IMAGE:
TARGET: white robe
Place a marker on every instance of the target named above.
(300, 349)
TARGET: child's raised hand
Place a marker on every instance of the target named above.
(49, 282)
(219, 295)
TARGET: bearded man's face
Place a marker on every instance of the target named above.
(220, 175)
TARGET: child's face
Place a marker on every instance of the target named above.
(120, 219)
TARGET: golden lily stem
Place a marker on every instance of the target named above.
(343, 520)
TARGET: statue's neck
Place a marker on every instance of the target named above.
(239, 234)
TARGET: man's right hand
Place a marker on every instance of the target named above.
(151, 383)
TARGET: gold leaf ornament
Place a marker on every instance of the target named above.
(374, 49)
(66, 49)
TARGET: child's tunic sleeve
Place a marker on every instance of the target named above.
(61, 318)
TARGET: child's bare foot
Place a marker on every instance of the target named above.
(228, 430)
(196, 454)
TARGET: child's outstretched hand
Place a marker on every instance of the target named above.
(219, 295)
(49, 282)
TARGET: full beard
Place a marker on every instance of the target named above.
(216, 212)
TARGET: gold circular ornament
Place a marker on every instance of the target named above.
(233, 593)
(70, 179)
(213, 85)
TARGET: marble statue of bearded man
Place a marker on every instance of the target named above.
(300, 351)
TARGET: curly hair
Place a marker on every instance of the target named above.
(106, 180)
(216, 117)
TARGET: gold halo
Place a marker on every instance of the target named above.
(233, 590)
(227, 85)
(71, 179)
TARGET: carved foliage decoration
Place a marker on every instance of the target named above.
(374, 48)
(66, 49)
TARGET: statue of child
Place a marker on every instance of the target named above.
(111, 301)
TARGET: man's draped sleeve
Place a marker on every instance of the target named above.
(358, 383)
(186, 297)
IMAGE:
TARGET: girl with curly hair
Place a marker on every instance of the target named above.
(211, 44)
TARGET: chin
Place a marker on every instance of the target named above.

*ASSIGNMENT*
Would you report every line of the entries above containing the word "hand"?

*RESPONSE AREA*
TARGET: child's raised hand
TARGET: man's right hand
TARGET: child's outstretched hand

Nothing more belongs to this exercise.